Exercise description | Copy the records below, starting at their first line and stopping after the line that contains "431), (914, 408)]". Leave the pictures out of your copy.

Extracted data |
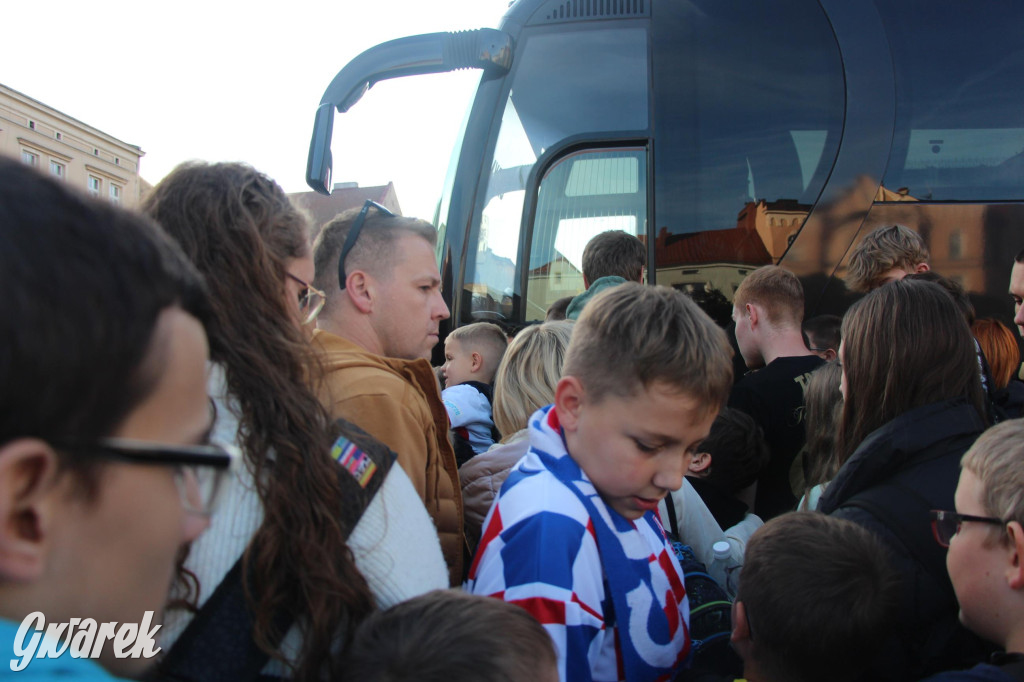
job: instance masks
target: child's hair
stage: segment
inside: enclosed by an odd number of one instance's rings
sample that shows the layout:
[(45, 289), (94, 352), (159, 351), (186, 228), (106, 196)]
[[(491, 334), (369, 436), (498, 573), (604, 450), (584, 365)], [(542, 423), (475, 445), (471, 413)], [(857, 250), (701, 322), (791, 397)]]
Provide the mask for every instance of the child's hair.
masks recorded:
[(966, 398), (985, 415), (974, 337), (939, 285), (900, 280), (843, 318), (846, 399), (837, 444), (846, 459), (871, 431), (914, 408)]
[(992, 317), (976, 319), (971, 331), (981, 345), (981, 352), (985, 353), (995, 388), (1006, 388), (1021, 368), (1017, 337), (1006, 325)]
[(892, 268), (909, 270), (919, 263), (927, 263), (930, 257), (925, 240), (909, 227), (878, 227), (861, 240), (850, 254), (846, 286), (851, 291), (869, 292), (884, 284), (882, 275)]
[[(961, 466), (981, 482), (986, 514), (1024, 523), (1024, 419), (1008, 420), (982, 433)], [(992, 527), (990, 542), (1008, 541), (1006, 528)]]
[(807, 335), (807, 347), (810, 350), (827, 350), (831, 348), (839, 352), (839, 344), (843, 341), (841, 329), (843, 318), (839, 315), (818, 315), (805, 319), (804, 334)]
[(505, 439), (554, 401), (572, 326), (561, 321), (527, 327), (509, 344), (495, 376), (495, 427)]
[(771, 458), (761, 427), (732, 408), (724, 408), (715, 418), (700, 451), (711, 455), (706, 480), (730, 495), (750, 487)]
[(958, 282), (950, 280), (949, 278), (944, 278), (935, 270), (926, 270), (925, 272), (911, 272), (904, 278), (905, 280), (921, 280), (922, 282), (934, 282), (949, 294), (953, 303), (959, 308), (961, 313), (964, 315), (964, 319), (967, 324), (973, 325), (975, 319), (974, 303), (971, 302), (971, 298), (967, 295), (967, 291), (964, 286)]
[(452, 330), (447, 338), (458, 341), (460, 347), (466, 352), (480, 353), (483, 357), (480, 380), (489, 384), (494, 380), (495, 372), (498, 371), (505, 350), (509, 346), (505, 330), (492, 323), (473, 323)]
[(804, 318), (804, 286), (784, 267), (764, 265), (743, 278), (732, 297), (737, 309), (748, 303), (764, 308), (772, 325), (799, 328)]
[(583, 250), (583, 276), (588, 286), (606, 276), (640, 282), (646, 264), (647, 247), (622, 229), (597, 235)]
[(435, 590), (367, 619), (341, 680), (522, 682), (555, 677), (547, 631), (501, 599)]
[(594, 402), (662, 383), (713, 413), (729, 395), (731, 358), (725, 332), (686, 294), (630, 282), (584, 308), (563, 375), (577, 377)]
[(807, 487), (827, 483), (843, 466), (836, 447), (836, 427), (843, 410), (843, 394), (839, 391), (843, 368), (839, 363), (825, 363), (814, 372), (804, 391), (804, 426), (807, 429), (804, 466), (808, 472)]
[(889, 634), (897, 590), (867, 529), (817, 512), (777, 516), (751, 537), (740, 572), (750, 656), (765, 680), (856, 679)]

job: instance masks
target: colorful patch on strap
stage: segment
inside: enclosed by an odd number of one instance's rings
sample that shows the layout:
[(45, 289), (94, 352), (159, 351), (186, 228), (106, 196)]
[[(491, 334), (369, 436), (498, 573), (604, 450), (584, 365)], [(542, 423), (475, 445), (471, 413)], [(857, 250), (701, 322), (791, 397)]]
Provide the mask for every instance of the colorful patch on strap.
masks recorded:
[(367, 486), (377, 471), (377, 464), (370, 459), (370, 456), (345, 436), (339, 436), (334, 441), (334, 445), (331, 446), (331, 457), (338, 460), (338, 464), (352, 474), (362, 487)]

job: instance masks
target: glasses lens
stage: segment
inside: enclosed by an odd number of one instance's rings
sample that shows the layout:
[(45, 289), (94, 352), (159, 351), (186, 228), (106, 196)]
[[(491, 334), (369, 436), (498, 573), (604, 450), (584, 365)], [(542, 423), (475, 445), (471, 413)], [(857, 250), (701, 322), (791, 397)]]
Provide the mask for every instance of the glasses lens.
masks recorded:
[(202, 516), (212, 514), (217, 506), (224, 479), (224, 469), (205, 466), (180, 466), (175, 480), (185, 511)]

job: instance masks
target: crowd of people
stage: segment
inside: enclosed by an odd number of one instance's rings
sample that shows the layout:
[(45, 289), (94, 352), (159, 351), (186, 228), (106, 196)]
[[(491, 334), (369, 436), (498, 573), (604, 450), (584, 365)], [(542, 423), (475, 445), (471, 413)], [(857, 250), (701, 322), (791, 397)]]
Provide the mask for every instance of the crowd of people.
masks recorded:
[(754, 270), (730, 335), (611, 230), (434, 368), (436, 239), (245, 164), (127, 211), (0, 159), (12, 675), (1024, 679), (1017, 339), (915, 232), (855, 247), (842, 317)]

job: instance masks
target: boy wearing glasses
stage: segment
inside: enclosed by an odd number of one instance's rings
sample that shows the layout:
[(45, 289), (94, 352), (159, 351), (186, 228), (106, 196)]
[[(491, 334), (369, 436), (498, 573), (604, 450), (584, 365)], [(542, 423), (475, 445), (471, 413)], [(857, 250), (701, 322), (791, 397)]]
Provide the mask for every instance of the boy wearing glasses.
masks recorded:
[(156, 644), (78, 647), (153, 639), (231, 462), (203, 444), (205, 291), (150, 220), (4, 159), (0, 243), (0, 671), (135, 676)]
[(985, 431), (961, 462), (955, 512), (932, 512), (948, 547), (946, 568), (961, 622), (1000, 646), (989, 663), (929, 680), (1010, 682), (1024, 679), (1024, 420)]

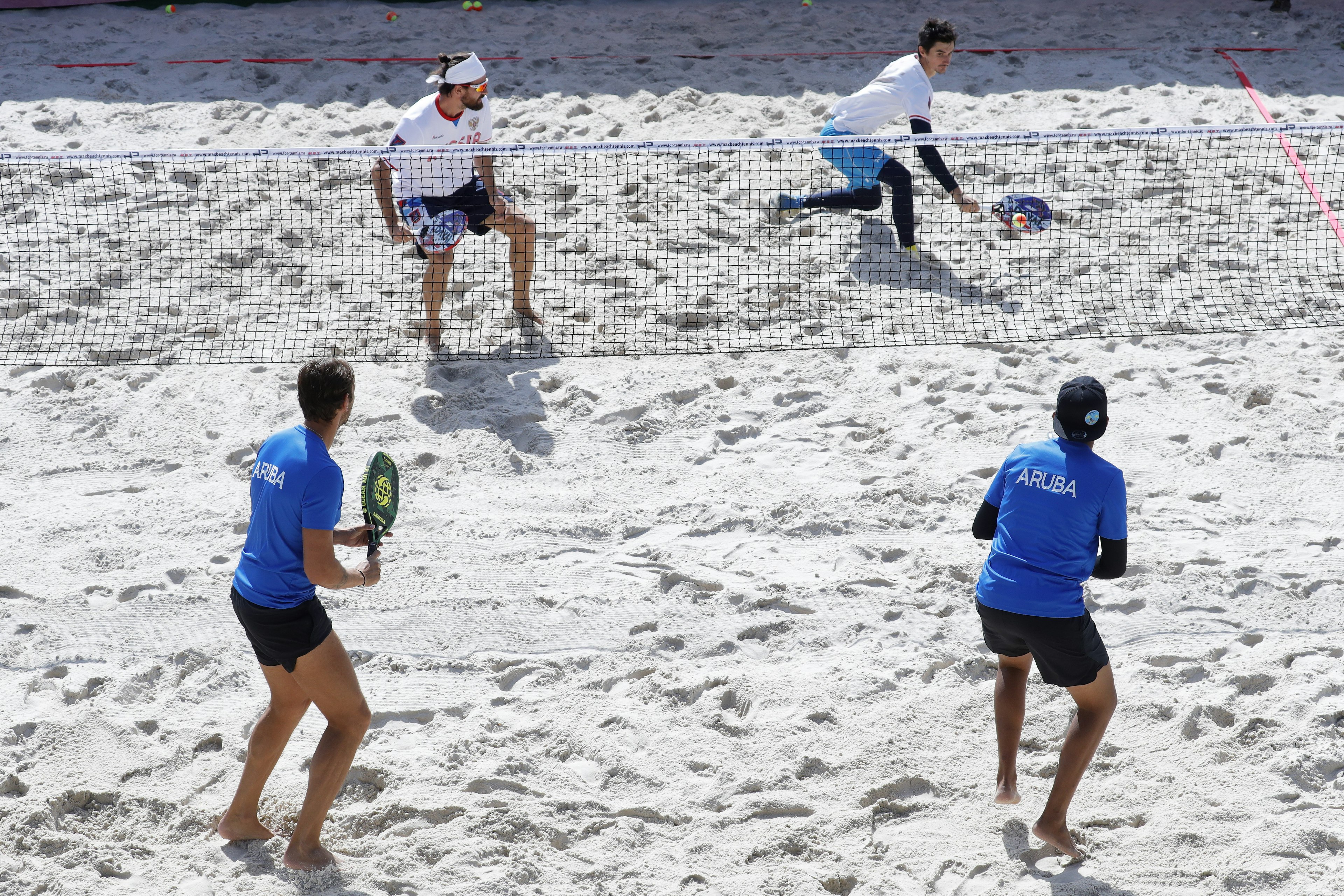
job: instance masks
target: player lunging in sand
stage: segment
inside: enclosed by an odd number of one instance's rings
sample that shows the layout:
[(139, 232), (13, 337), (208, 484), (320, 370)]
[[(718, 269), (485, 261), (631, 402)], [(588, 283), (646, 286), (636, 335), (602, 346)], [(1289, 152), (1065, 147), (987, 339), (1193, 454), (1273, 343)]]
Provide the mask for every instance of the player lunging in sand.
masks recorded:
[[(933, 85), (930, 78), (948, 71), (957, 31), (950, 21), (929, 19), (919, 30), (919, 51), (902, 56), (882, 70), (867, 87), (837, 99), (831, 107), (831, 121), (823, 137), (871, 134), (896, 116), (910, 120), (910, 132), (933, 133)], [(948, 171), (937, 146), (919, 146), (919, 160), (938, 179), (961, 211), (980, 211), (980, 203), (962, 193), (957, 179)], [(844, 189), (827, 189), (810, 196), (780, 193), (778, 211), (789, 214), (801, 208), (859, 208), (872, 211), (882, 206), (882, 187), (891, 187), (891, 219), (896, 238), (909, 258), (919, 258), (915, 244), (914, 183), (910, 171), (876, 146), (827, 146), (821, 157), (849, 179)]]
[(1075, 857), (1068, 803), (1116, 711), (1110, 657), (1083, 606), (1082, 583), (1120, 578), (1126, 563), (1125, 477), (1093, 453), (1106, 423), (1101, 383), (1090, 376), (1064, 383), (1054, 415), (1059, 438), (1013, 449), (972, 524), (974, 537), (993, 540), (976, 584), (976, 609), (985, 645), (999, 654), (995, 802), (1020, 799), (1017, 743), (1035, 660), (1046, 684), (1068, 689), (1078, 712), (1032, 833)]
[[(438, 85), (438, 91), (407, 110), (390, 148), (491, 141), (485, 66), (473, 52), (441, 52), (438, 62), (438, 71), (427, 78)], [(513, 310), (542, 322), (531, 302), (536, 224), (515, 211), (496, 187), (493, 157), (391, 154), (374, 165), (374, 193), (392, 242), (414, 242), (421, 258), (429, 261), (422, 286), (425, 337), (430, 348), (441, 345), (439, 314), (453, 269), (453, 247), (468, 230), (481, 235), (493, 228), (508, 238)]]
[(276, 433), (257, 451), (251, 520), (230, 594), (266, 676), (270, 704), (253, 725), (238, 793), (218, 832), (224, 840), (274, 837), (257, 817), (257, 802), (289, 736), (316, 704), (327, 729), (284, 858), (286, 868), (304, 870), (335, 861), (321, 844), (323, 822), (370, 720), (355, 668), (313, 587), (358, 588), (378, 584), (382, 574), (376, 551), (347, 570), (332, 547), (368, 544), (368, 525), (336, 528), (345, 478), (328, 454), (353, 403), (355, 371), (345, 361), (309, 361), (298, 371), (304, 423)]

Answer |
job: instance masks
target: child's hair
stage: segment
inside: enclosed by an odd number of one instance's rings
sample that shows the layout:
[(45, 289), (94, 352), (159, 351), (186, 228), (106, 196)]
[[(491, 334), (369, 436), (498, 573), (604, 450), (584, 365)], [(542, 423), (475, 445), (471, 413)], [(857, 250), (701, 322), (791, 397)]]
Provide the mask for every instance of the child's hair.
masks recorded:
[(966, 398), (985, 415), (974, 337), (939, 285), (900, 280), (843, 318), (846, 399), (837, 444), (846, 459), (871, 431), (914, 408)]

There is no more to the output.